> **Exercise goal**: Take the entries that follow and write each one out exactly.

[Referring expression data]
# # # # # # #
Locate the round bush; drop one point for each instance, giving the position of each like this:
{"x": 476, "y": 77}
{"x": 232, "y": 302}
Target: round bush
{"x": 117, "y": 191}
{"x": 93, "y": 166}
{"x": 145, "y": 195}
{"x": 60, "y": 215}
# # # # # # #
> **Exercise answer**:
Locate the round bush; drop one point for each instance, giving the position of each like this:
{"x": 476, "y": 77}
{"x": 232, "y": 302}
Target: round bush
{"x": 117, "y": 191}
{"x": 93, "y": 166}
{"x": 145, "y": 195}
{"x": 60, "y": 215}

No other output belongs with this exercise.